### [ENTRIES SUPPLIED]

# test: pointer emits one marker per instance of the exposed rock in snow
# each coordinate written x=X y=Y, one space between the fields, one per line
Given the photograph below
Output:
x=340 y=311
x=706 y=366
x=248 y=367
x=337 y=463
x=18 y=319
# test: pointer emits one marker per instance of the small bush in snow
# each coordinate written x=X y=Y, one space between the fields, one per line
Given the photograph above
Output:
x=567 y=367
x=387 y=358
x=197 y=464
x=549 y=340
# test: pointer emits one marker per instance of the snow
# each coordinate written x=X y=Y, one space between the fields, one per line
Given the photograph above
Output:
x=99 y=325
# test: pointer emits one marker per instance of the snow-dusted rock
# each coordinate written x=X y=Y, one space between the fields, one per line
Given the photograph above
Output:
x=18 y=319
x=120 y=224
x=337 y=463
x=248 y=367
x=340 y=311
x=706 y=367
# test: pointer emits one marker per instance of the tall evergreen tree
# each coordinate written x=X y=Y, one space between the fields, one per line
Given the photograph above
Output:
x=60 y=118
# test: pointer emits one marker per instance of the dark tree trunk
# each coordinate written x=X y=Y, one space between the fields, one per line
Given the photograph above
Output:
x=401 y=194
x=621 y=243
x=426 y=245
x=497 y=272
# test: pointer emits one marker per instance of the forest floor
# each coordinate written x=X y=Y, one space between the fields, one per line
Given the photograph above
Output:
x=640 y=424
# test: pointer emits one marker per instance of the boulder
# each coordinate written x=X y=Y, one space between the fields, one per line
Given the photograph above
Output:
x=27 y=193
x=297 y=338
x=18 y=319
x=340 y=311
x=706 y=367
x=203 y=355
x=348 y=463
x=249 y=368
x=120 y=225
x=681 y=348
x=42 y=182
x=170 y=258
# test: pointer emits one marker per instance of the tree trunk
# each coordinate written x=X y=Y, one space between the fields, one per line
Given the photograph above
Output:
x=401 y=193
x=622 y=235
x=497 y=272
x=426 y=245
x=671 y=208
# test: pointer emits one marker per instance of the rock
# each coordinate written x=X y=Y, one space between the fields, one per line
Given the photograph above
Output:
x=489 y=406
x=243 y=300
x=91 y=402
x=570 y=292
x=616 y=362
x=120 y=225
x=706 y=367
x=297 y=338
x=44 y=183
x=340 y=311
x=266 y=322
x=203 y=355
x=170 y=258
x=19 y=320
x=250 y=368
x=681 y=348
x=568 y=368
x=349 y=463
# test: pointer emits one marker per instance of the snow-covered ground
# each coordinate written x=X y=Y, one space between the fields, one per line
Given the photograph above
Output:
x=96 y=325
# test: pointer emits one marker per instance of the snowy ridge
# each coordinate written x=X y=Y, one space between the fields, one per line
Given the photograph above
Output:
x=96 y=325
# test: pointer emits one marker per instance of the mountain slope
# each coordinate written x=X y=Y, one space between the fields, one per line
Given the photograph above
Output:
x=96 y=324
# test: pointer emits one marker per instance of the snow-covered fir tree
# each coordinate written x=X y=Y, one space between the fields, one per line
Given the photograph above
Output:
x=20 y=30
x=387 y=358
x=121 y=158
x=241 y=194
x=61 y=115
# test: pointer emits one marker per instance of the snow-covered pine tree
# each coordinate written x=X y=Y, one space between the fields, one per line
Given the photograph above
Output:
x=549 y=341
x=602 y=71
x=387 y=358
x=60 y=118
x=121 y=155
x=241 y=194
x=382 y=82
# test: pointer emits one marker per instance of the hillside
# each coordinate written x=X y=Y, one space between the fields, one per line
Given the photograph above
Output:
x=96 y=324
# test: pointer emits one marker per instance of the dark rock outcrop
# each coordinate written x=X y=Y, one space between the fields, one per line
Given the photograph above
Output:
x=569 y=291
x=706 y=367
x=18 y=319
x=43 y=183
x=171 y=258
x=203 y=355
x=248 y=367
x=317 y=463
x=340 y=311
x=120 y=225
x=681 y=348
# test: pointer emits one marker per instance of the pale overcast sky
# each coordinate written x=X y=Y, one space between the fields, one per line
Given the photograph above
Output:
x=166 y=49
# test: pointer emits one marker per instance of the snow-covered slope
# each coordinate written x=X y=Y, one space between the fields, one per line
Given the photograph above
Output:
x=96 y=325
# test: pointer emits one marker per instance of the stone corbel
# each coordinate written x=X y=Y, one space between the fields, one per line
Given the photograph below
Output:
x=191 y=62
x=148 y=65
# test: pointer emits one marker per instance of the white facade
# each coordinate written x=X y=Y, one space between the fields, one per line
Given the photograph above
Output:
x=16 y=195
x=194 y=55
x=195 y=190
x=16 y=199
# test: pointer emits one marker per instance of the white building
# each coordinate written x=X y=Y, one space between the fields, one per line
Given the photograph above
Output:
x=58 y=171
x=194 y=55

### [TASK DIRECTIONS]
From the listing above, extract every line exactly as it stands.

### [REPLY TO THE EXERCISE]
# test: pointer emits one marker per instance of the exposed rock in snow
# each coordinate written x=X y=Y, one space between the fields, one per line
Given the photograph below
Output:
x=340 y=311
x=706 y=366
x=248 y=367
x=337 y=463
x=18 y=319
# test: pointer emits one marker per instance of the small bush in snow
# each coordinate written x=X y=Y, one space between the fields, one per line
Given the photograph above
Output:
x=567 y=367
x=387 y=358
x=197 y=464
x=549 y=340
# test: pointer emits one marker per instance of the snow
# each coordinate written x=X y=Y, one space between the fields, one per line
Given the photograph above
Output:
x=99 y=325
# test: pointer emits one marker per instance of the snow-dusted rock
# each coordinate written x=X y=Y, one space between the fields, one per line
Given the photograph above
Output:
x=18 y=319
x=120 y=224
x=337 y=463
x=248 y=367
x=340 y=311
x=706 y=367
# test: pointer emits one marker per instance of the tall evergreen tree
# each coordinate written x=X y=Y, one space between the fields, one per line
Given the photograph above
Output:
x=60 y=118
# test: pointer emits one marker per instance of the dark tree trunk
# each coordinate written x=X y=Y, one space between the fields, one per line
Given the photograph above
Output:
x=401 y=194
x=621 y=243
x=426 y=245
x=497 y=272
# test: pointer emits one marker per instance of the forest floor
# each coordinate written x=X y=Y, one space between the fields, one per line
Given the photograph above
Output:
x=640 y=424
# test: pointer emits one marker per instance of the boulder
# each coordinate written x=X y=Y, one space between the fields, one per line
Given the photograph above
Output:
x=27 y=193
x=297 y=338
x=18 y=319
x=340 y=311
x=706 y=367
x=203 y=355
x=348 y=463
x=249 y=368
x=120 y=225
x=681 y=348
x=42 y=182
x=170 y=258
# test: pointer emits one marker per instance of the tree trunk
# each coordinate written x=X y=Y, one space between the fields, one per line
Given the photograph above
Output:
x=401 y=193
x=622 y=235
x=497 y=272
x=426 y=245
x=671 y=208
# test: pointer emits one marker per instance of the rock
# each coordinate written x=X y=Y, one space between the fields, one per line
Given the photograph above
Output:
x=489 y=406
x=243 y=300
x=91 y=402
x=570 y=292
x=616 y=362
x=120 y=225
x=706 y=367
x=297 y=338
x=44 y=183
x=340 y=311
x=266 y=322
x=203 y=355
x=170 y=258
x=19 y=320
x=250 y=368
x=681 y=348
x=568 y=368
x=349 y=463
# test: pointer emits one marker per instance of the snow-covered ground
# each coordinate written x=X y=Y, one space between the fields, one per line
Given the photograph above
Output:
x=96 y=325
# test: pointer emits one marker per instance of the snowy ridge
# each coordinate written x=X y=Y, one space between the fields, one per line
Given the photograph above
Output:
x=96 y=325
# test: pointer emits one marker per instance of the mountain slope
# each coordinate written x=X y=Y, one space between the fields, one per line
Given the photograph above
Output:
x=96 y=324
# test: pointer emits one marker per instance of the snow-covered fir tree
# each coordinate written x=X y=Y, one space between the fields, one per line
Given the photograph above
Output:
x=20 y=30
x=387 y=358
x=121 y=158
x=241 y=194
x=61 y=115
# test: pointer emits one marker per instance of the snow-covered pine tree
# each coordinate written x=X y=Y, one space between the fields, one per line
Given the photograph above
Output:
x=549 y=341
x=602 y=71
x=387 y=358
x=60 y=118
x=121 y=155
x=241 y=194
x=382 y=82
# test: pointer emits one marker per instance of the hillside
# each coordinate written x=X y=Y, one space between the fields, one per line
Given the photograph above
Output:
x=96 y=324
# test: pointer emits one marker per instance of the dark rock outcrop
# each coordinate written x=X y=Y, one space between the fields, one per line
Given the photograph above
Output:
x=569 y=291
x=706 y=367
x=18 y=319
x=43 y=183
x=171 y=258
x=203 y=355
x=248 y=367
x=317 y=463
x=340 y=311
x=120 y=225
x=681 y=348
# test: pointer emits one marker per instance of the pale overcast sky
# each coordinate written x=X y=Y, one space between the fields, one per line
Given the photograph above
Output:
x=166 y=49
# test: pointer emits one marker per instance of the snow-covered slope
# each coordinate written x=X y=Y, one space between the fields, one per line
Given the photograph above
Output:
x=96 y=325
# test: pointer emits one marker per instance of the stone corbel
# each coordinate written x=X y=Y, one space between the fields, one per line
Given the photograph below
Output:
x=191 y=62
x=148 y=65
# test: pointer emits one marker per instance of the white facade
# each coordinate written x=X y=Y, one space between the fields, one per line
Given the photograph above
Output:
x=16 y=195
x=194 y=55
x=195 y=190
x=16 y=199
# test: pointer emits one marker per instance of the white building
# each coordinate written x=X y=Y, one space between the fields, one per line
Given the photograph above
Output:
x=58 y=171
x=194 y=55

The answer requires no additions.